Given exercise: Rewrite the part of the listing below that opens with the line containing "Expected: the pointer indicates a point on the silver" and runs through the end of the listing. Keep every line, but multiply each coordinate in the answers by 0.35 and round the result to a whole number, rounding halves up.
=====
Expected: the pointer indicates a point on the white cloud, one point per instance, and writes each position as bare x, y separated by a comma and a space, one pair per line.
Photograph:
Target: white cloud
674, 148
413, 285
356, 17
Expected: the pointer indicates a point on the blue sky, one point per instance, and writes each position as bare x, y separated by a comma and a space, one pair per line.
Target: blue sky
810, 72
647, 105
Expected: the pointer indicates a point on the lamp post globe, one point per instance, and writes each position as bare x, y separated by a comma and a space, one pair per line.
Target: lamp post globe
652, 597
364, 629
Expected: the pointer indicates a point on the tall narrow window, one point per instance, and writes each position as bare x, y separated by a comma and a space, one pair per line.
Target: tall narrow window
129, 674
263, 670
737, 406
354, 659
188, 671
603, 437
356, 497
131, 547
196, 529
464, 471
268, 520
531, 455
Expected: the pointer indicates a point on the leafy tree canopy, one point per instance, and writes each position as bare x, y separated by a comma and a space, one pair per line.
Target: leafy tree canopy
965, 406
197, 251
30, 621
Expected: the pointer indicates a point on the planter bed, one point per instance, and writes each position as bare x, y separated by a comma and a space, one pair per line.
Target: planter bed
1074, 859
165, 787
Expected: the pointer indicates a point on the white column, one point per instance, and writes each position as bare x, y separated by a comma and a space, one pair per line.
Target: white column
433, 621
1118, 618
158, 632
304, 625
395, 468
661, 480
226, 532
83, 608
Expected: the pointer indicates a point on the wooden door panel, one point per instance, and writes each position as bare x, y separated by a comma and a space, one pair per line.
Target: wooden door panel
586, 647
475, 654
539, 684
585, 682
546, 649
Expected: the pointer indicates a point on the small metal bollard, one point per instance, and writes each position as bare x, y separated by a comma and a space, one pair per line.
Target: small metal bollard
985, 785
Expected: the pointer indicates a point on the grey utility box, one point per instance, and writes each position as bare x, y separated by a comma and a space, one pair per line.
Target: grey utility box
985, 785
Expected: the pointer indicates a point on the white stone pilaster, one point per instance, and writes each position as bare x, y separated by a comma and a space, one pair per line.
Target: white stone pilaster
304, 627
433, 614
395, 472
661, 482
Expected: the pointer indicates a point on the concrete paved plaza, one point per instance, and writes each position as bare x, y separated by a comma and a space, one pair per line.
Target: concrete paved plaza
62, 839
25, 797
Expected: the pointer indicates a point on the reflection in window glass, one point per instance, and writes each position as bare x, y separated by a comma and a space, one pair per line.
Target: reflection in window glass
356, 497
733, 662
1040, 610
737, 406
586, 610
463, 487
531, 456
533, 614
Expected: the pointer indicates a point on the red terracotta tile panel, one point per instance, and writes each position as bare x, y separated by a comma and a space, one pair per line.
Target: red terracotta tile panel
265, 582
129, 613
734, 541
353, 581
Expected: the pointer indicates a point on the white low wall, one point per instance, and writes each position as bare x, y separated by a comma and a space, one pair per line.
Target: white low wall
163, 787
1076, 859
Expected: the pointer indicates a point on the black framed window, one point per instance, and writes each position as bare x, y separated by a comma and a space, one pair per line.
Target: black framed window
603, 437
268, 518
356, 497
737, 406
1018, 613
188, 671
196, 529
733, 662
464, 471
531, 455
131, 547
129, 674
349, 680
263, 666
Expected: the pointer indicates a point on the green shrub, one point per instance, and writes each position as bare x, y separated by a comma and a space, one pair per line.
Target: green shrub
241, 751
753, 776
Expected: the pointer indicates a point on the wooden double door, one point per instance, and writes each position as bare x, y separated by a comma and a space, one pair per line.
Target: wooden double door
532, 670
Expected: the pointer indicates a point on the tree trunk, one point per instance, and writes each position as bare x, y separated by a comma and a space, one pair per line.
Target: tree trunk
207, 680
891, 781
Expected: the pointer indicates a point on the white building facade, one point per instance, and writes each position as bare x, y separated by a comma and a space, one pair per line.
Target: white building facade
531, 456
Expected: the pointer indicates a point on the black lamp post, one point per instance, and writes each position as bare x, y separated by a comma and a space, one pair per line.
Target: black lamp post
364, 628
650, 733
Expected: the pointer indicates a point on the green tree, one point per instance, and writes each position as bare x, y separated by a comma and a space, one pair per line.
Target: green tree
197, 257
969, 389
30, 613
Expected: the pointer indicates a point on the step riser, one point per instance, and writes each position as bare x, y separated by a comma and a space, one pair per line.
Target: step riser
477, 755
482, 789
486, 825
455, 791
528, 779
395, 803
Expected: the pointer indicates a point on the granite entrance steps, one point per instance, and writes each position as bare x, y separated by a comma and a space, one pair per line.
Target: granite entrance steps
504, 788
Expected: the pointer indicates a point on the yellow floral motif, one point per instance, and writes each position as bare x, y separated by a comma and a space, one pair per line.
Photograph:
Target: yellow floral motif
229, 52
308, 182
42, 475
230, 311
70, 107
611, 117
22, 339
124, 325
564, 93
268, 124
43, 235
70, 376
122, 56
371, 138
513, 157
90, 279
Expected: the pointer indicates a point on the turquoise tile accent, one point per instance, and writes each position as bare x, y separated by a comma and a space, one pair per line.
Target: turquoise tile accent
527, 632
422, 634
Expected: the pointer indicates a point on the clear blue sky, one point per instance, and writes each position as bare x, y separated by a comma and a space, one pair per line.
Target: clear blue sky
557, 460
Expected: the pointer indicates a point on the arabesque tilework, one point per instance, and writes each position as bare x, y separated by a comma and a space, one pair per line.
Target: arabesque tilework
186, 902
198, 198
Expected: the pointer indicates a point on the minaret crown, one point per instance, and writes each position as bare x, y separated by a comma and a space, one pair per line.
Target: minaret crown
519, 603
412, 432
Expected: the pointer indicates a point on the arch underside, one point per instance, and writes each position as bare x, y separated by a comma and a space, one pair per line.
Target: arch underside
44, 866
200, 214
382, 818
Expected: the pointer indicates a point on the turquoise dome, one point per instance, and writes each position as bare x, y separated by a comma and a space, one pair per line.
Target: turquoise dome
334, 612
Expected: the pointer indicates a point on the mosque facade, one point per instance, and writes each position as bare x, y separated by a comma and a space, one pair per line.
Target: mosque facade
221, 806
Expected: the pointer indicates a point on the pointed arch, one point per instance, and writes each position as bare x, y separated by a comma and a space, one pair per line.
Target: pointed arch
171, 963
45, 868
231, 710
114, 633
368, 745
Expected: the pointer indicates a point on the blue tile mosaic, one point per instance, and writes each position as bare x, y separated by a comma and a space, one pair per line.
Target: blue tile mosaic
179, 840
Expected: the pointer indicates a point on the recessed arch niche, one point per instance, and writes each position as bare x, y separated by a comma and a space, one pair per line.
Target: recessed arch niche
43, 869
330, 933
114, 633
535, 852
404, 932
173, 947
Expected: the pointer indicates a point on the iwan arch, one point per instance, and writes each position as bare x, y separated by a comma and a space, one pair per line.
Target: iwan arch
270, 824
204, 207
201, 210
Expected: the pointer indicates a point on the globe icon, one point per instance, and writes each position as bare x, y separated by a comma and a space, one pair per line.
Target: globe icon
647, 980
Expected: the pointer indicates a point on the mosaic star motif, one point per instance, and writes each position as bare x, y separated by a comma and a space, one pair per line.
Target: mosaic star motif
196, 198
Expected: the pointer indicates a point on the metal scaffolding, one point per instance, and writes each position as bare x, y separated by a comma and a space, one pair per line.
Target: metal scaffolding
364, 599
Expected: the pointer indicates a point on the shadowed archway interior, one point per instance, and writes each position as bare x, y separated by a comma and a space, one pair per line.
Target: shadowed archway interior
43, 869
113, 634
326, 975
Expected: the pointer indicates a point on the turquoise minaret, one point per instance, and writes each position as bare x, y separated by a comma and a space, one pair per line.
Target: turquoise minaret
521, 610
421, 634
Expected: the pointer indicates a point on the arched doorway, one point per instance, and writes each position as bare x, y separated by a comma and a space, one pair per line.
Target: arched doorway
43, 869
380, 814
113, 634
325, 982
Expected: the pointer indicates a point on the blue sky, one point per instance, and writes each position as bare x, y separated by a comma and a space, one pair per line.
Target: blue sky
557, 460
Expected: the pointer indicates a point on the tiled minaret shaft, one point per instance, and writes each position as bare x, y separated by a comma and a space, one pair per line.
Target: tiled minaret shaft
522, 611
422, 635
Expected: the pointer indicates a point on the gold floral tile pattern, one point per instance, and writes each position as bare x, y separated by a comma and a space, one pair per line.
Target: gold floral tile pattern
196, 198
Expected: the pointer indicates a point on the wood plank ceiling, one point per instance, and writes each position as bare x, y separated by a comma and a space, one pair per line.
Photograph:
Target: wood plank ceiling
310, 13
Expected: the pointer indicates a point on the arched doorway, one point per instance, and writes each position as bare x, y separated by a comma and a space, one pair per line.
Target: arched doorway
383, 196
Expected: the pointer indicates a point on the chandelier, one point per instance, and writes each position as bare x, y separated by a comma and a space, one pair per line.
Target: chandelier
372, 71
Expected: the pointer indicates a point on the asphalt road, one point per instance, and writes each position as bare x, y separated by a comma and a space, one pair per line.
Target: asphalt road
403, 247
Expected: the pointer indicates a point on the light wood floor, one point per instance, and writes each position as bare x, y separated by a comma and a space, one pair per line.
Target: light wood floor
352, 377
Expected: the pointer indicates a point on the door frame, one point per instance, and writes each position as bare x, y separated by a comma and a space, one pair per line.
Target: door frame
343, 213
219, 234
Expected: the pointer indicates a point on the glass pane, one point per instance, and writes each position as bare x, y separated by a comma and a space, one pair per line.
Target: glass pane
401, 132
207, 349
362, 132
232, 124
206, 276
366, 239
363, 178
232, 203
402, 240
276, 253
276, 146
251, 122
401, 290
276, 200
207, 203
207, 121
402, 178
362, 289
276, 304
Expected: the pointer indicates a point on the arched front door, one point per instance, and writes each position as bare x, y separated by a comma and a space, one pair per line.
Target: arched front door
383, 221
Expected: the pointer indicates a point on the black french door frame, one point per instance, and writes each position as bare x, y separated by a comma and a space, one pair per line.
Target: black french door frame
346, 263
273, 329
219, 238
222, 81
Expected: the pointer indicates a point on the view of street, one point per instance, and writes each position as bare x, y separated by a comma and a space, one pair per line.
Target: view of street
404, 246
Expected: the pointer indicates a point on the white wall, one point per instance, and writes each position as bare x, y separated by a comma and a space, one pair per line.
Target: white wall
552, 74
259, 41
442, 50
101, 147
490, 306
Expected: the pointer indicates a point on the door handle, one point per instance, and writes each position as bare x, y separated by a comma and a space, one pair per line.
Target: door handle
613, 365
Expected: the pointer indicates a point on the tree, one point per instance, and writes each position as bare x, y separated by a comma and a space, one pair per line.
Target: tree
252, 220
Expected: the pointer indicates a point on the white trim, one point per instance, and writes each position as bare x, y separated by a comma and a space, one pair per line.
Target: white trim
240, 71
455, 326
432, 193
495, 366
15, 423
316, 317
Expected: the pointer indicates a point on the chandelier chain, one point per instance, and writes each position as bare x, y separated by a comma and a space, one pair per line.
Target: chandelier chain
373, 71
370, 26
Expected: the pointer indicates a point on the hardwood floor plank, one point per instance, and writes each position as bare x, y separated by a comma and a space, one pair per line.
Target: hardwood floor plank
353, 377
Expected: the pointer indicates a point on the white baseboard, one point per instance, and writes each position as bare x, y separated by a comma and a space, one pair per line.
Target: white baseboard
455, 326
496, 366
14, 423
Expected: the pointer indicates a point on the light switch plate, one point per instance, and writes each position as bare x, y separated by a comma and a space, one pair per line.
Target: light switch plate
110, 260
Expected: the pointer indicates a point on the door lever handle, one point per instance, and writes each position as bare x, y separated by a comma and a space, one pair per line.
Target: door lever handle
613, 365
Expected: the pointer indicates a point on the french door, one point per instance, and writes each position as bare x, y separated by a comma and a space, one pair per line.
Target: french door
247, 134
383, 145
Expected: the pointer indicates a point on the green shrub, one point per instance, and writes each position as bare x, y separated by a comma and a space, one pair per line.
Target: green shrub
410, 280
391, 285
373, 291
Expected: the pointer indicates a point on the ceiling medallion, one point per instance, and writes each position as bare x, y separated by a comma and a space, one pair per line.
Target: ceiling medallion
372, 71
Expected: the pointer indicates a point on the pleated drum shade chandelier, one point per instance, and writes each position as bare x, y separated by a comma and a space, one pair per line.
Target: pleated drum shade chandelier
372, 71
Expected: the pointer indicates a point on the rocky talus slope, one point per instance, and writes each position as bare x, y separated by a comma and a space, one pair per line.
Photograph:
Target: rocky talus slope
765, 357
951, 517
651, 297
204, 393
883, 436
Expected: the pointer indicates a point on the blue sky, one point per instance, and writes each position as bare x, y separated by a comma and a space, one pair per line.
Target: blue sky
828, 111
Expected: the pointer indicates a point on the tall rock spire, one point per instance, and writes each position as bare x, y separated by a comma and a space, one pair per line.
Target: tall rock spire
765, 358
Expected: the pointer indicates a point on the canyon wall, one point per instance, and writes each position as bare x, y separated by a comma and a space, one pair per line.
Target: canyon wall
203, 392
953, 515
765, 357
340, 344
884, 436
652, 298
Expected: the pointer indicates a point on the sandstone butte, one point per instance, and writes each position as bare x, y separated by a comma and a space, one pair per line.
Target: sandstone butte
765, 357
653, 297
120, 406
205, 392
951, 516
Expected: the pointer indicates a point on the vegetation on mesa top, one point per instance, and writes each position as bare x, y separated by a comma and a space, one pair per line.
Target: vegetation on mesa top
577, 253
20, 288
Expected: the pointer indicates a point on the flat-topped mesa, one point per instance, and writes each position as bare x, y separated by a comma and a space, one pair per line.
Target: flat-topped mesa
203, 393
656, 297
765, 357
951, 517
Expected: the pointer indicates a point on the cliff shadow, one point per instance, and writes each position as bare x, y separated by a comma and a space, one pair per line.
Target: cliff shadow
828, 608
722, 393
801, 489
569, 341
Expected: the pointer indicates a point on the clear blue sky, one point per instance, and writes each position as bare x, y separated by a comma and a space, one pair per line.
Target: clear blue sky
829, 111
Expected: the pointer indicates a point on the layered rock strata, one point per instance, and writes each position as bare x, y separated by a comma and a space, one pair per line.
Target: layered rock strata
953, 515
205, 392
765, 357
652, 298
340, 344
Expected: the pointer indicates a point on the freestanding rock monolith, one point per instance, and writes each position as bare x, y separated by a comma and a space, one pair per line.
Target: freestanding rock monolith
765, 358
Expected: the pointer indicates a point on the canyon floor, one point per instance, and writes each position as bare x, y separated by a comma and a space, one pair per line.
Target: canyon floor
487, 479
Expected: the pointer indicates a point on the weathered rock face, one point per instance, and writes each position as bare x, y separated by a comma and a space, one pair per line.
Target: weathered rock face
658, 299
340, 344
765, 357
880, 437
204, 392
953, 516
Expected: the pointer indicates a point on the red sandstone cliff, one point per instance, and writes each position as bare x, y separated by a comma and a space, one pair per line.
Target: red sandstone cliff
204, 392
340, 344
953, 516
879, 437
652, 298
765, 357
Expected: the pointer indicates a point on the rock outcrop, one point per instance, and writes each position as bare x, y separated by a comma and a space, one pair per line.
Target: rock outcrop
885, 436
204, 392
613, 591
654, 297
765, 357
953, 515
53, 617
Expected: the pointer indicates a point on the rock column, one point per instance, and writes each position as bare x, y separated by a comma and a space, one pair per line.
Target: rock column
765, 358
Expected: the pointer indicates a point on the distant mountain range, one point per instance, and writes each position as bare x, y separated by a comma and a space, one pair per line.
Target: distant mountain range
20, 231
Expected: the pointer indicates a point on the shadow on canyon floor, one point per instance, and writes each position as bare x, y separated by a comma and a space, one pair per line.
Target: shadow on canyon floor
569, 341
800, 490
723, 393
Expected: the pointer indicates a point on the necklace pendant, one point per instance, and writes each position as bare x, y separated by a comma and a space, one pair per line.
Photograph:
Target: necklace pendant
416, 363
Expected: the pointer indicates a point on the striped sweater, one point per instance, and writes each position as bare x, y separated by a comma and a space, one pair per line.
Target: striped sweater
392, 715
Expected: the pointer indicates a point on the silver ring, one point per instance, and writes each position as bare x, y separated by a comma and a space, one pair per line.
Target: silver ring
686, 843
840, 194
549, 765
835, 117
=====
Output of the exercise:
Expected: the pointer indicates a point on the silver ring, one point per instance, and writes each position as bare x, y separated by a comma and a space, one pair per line.
Target: silver ring
240, 295
294, 68
192, 268
292, 41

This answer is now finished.